--- Vorliegender Text ---
Die Josefstadt blickt wieder in menschliche Abgründe

Die Josefstadt blickt wieder in menschliche Abgründe
Das Theater in der Josefstadt zeigt ab 19. September wieder Ibsens "John Gabriel Borkman". Ein Fest grandioser Schauspieler.

Ein Bankier, der die Gelder seiner Kunden verspekuliert , der dafür ins Gefängnis muss und auch nach seiner Entlassung keinerlei Einsicht zeigt, sondern sich zum Opfer einer (Jagd-)Gesellschaft hochstilisiert. Viel aktueller könnte Henrik Ibsens Drama "John Gabriel Borkman" gar nicht sein. Doch Ibsen hat keinen Wirtschaftsthriller geschrieben, sondern ein Psychogramm menschlicher Abgründe quasi mit der Rasierklinge seziert.

Für das Theater in der Josefstadt hat Regisseur Elmar Goerden im Bühnenbild von Ulf Stengl und Silvia Merlo das Stück subtil und mit grandiosen Schauspielern in Szene gesetzt. Goerden vermeidet vordergründige, platte Aktualisierungen, betont das Zeitlos-Gültige dieses Stoffes und zeigt den fesselnden Untergang eines einstigen Machtmenschen.

 

Narr

Helmuth Lohner spielt diesen tief gefallenen Borkman, der sich in selbst gewählter Isolation verkriecht, mit einer unglaublichen Intensität. Er gibt einen alten, gescheiterten Mann, der an den Narren in Shakespeares "König Lear" erinnert. Lohners Borkman, das ist einer, der sich frei von Schuld wähnt, dessen Gebilde an Lebenslügen aber immer mehr in sich zusammenfällt, der stets an der Grenze zum Wahnsinn balanciert.
--- Bereitgestellte Angaben ---
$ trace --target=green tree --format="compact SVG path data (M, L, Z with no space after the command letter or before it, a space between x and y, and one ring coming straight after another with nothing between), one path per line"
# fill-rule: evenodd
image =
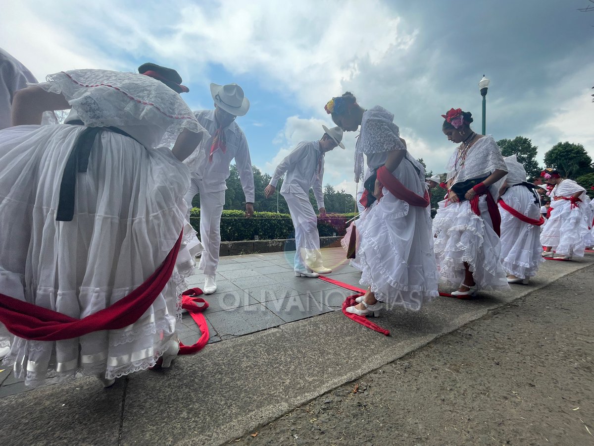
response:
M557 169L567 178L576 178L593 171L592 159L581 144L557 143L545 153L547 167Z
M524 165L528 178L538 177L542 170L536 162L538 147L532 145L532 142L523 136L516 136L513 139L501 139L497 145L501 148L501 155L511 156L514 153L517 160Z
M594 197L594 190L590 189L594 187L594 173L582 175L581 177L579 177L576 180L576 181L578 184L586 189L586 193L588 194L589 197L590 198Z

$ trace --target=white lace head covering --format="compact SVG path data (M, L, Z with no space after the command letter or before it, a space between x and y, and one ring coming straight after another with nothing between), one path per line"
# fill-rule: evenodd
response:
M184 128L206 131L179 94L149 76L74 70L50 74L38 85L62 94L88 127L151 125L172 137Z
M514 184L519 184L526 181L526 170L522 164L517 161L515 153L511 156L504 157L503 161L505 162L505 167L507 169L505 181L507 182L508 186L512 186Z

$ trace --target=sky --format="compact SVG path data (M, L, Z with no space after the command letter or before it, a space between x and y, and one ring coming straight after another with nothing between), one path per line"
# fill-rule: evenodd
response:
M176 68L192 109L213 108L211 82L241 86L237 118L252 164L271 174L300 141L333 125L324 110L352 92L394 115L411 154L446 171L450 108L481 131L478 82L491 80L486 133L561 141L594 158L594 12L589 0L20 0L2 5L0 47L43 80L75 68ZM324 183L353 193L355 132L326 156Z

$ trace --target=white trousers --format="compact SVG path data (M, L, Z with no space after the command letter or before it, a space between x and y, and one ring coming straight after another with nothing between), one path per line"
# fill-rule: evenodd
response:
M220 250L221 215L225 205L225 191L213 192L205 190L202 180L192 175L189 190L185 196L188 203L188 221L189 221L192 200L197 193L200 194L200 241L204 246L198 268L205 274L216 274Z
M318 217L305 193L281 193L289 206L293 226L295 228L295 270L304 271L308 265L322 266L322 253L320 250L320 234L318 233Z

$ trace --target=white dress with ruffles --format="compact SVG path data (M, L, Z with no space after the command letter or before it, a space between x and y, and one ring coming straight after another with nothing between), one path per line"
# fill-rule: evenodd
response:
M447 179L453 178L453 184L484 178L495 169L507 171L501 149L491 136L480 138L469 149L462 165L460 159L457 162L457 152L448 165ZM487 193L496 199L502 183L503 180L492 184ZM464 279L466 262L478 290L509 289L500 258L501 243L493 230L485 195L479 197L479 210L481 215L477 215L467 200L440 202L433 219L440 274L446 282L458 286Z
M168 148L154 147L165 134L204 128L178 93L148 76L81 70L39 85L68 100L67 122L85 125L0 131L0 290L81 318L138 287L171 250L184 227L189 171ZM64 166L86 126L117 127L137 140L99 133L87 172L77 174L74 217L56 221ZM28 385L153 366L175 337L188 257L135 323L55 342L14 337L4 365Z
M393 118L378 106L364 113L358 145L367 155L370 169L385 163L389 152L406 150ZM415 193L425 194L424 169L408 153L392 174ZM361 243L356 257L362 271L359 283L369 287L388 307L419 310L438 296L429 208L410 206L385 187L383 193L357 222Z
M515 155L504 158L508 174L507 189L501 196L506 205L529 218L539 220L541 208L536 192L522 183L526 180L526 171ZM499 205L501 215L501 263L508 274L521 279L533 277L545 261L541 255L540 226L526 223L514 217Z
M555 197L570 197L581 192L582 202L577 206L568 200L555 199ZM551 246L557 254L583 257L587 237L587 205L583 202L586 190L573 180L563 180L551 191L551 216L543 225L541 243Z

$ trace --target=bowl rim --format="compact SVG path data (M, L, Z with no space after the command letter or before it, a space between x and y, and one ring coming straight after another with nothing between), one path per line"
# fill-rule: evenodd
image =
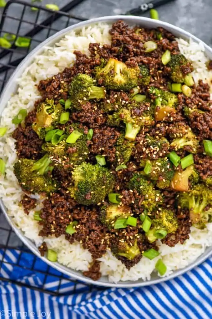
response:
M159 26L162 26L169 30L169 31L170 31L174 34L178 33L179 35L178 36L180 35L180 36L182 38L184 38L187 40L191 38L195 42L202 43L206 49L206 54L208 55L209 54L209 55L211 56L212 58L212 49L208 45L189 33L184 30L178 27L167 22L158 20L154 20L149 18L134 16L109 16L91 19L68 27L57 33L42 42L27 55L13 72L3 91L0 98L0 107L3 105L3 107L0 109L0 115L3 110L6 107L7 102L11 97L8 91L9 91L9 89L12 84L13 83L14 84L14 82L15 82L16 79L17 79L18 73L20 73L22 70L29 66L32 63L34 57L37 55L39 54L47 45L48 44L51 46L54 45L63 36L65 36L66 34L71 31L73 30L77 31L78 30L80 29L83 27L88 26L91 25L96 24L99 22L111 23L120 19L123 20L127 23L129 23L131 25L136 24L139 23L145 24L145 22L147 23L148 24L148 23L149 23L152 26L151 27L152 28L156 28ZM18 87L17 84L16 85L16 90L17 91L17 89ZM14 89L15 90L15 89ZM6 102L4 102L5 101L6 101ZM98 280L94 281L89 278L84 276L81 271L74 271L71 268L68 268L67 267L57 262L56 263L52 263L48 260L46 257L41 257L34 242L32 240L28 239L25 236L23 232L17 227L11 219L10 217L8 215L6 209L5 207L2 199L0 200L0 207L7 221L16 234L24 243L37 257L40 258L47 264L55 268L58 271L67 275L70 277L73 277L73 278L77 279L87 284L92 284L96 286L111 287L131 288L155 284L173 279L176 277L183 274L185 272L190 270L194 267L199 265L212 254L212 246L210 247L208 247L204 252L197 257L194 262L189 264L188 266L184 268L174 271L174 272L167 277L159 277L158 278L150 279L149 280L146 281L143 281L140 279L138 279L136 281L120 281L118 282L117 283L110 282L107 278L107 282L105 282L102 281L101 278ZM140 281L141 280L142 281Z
---
Wie lautet die Kritik zu Ibsens „John Gabriel Borkman“ von „Für das Theater“ bis hinunter zu „zum Wahnsinn balanciert.“? Gib diesen Abschnitt Wort für Wort wieder.

Schriftliche Antwort ::
Für das Theater in der Josefstadt hat Regisseur Elmar Goerden im Bühnenbild von Ulf Stengl und Silvia Merlo das Stück subtil und mit grandiosen Schauspielern in Szene gesetzt. Goerden vermeidet vordergründige, platte Aktualisierungen, betont das Zeitlos-Gültige dieses Stoffes und zeigt den fesselnden Untergang eines einstigen Machtmenschen.

 

Narr

Helmuth Lohner spielt diesen tief gefallenen Borkman, der sich in selbst gewählter Isolation verkriecht, mit einer unglaublichen Intensität. Er gibt einen alten, gescheiterten Mann, der an den Narren in Shakespeares "König Lear" erinnert. Lohners Borkman, das ist einer, der sich frei von Schuld wähnt, dessen Gebilde an Lebenslügen aber immer mehr in sich zusammenfällt, der stets an der Grenze zum Wahnsinn balanciert.